- [TASK OBJECTIVE] Pull out every line in the data below that contains the string "result". Matching is case-sensitive.
--- start EXTRACTED RECORDS ---
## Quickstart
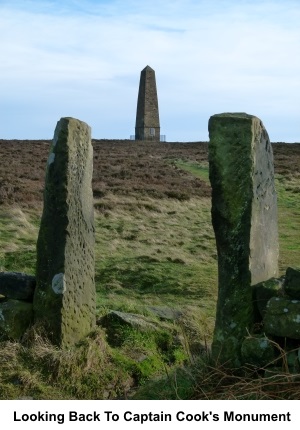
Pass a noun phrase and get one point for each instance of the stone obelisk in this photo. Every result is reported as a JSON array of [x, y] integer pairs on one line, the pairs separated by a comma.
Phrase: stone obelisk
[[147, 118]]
--- end EXTRACTED RECORDS ---
--- start EXTRACTED RECORDS ---
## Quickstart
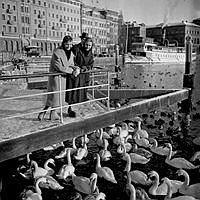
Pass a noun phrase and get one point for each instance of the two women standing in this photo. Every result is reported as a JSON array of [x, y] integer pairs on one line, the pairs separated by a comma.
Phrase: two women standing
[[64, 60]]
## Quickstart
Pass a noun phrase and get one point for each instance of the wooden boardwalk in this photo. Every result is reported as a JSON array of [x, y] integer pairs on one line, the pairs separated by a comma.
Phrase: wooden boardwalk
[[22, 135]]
--- end EXTRACTED RECORDS ---
- [COMPLETE OUTPUT]
Pass a noun phrase and get one point for each instance of the stone obelisk in this photo. Every result is reported as a JSON array of [x, y] integer pairs on one line, the pairs separated by a comma.
Pass a noun phrase and get one point for each instance of the two women standing in this photo. Every result is reported as a JSON array of [x, y] integer pairs on one line, the pairs separated by a comma.
Pass a noun phrase and get one point for each instance of the wooden boardwalk in this photo. Every result is reported as a JSON array of [x, y] integer pairs on one line, the pairs separated by a comma.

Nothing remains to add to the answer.